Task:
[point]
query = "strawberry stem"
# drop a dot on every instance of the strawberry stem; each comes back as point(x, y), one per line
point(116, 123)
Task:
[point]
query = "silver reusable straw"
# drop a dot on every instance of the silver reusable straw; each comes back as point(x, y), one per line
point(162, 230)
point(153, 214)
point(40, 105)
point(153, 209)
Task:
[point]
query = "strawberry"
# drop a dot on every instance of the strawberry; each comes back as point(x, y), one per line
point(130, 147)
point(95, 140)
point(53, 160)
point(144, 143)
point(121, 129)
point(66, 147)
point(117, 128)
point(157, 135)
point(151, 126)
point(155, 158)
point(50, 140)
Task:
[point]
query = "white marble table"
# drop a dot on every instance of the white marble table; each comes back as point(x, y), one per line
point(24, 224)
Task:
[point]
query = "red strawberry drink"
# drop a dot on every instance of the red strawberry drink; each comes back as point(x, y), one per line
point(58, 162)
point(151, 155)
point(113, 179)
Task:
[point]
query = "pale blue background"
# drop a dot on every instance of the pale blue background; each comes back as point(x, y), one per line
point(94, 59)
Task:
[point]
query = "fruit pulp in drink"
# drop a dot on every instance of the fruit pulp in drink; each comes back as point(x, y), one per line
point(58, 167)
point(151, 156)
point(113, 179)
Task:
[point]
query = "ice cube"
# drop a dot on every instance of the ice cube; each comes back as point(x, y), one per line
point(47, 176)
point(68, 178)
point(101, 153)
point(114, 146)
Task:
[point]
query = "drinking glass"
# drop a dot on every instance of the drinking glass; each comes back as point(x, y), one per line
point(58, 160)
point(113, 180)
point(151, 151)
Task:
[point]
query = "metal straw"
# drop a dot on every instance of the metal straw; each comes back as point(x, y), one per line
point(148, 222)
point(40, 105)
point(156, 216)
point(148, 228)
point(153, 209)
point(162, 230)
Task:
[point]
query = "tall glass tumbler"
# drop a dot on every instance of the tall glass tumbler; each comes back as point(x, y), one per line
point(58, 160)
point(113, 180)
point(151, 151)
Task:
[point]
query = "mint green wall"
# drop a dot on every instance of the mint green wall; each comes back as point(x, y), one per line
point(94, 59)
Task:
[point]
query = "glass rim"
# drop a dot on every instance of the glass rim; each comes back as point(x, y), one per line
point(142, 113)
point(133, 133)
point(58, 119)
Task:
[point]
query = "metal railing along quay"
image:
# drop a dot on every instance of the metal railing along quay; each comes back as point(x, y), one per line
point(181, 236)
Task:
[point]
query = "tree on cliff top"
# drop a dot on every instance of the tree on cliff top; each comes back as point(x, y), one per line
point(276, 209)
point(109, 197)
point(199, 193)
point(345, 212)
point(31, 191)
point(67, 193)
===============
• **Given task**
Write all of the records out again exactly.

• **Output for this task**
Task:
[point]
query = "strawberry stem"
# drop a dot on every instance of the strawberry stem; each comes back as point(x, y), one per line
point(116, 123)
Task:
[point]
query = "silver reusable straw"
# drop a dot on every instance of the silver reusable straw; each comes back as point(x, y), one per line
point(162, 230)
point(153, 214)
point(40, 105)
point(153, 209)
Task:
[point]
query = "strawberry"
# drop a dot on every instance of the strawberry; each comes back as point(x, y), one per line
point(130, 147)
point(95, 140)
point(53, 160)
point(144, 143)
point(121, 129)
point(66, 147)
point(117, 128)
point(157, 135)
point(151, 126)
point(155, 158)
point(50, 140)
Task:
[point]
query = "white marble table"
# drop a dot on every instance of the white marble table; each comes back as point(x, y), one per line
point(24, 224)
Task:
[point]
query = "red strawberry drink"
# drop a dot on every instance of the red strawberry drink; each comes back as point(x, y), one per line
point(58, 162)
point(151, 155)
point(113, 179)
Task:
[point]
query = "pale blue background"
# drop a dot on every instance of the pale blue background; each comes back as point(x, y), one per line
point(94, 59)
Task:
[point]
query = "fruit pulp in drink"
# drop a dot on every instance of the fruit pulp in drink; each comes back as point(x, y), one per line
point(58, 167)
point(151, 156)
point(113, 179)
Task:
[point]
query = "ice cube"
# drop a dot on every instance of the ice cube; each comes back as point(x, y), one per line
point(47, 176)
point(68, 178)
point(101, 153)
point(114, 146)
Task:
[point]
query = "drinking glass"
# drop a dot on every instance of the drinking glass; each comes back as point(x, y), one per line
point(58, 160)
point(113, 180)
point(151, 151)
Task:
[point]
query = "metal straw"
# drop a dot on every instance of the metal straw; each comes back as point(x, y), one per line
point(148, 222)
point(40, 105)
point(156, 216)
point(148, 228)
point(153, 209)
point(162, 230)
Task:
[point]
query = "tall glass tumbler"
# drop a dot on every instance of the tall glass tumbler; each comes back as point(x, y), one per line
point(58, 160)
point(113, 180)
point(151, 151)
Task:
[point]
query = "mint green wall"
# drop a dot on every instance of the mint green wall; each comes back as point(x, y), one per line
point(94, 59)
Task:
[point]
query = "glass rim"
# drop a dot on every instance of the glass rim; each comes back as point(x, y), one per line
point(142, 113)
point(133, 133)
point(58, 119)
Task:
[point]
query = "metal railing along quay"
image:
# drop a dot on every instance of the metal railing along quay; each comes back as point(x, y), one per line
point(181, 236)
Task:
[point]
query = "tree on cliff top"
# drop a dot on every instance of the tree on cliff top; each comes back as point(x, y), one per line
point(276, 209)
point(109, 197)
point(199, 193)
point(345, 212)
point(31, 191)
point(67, 193)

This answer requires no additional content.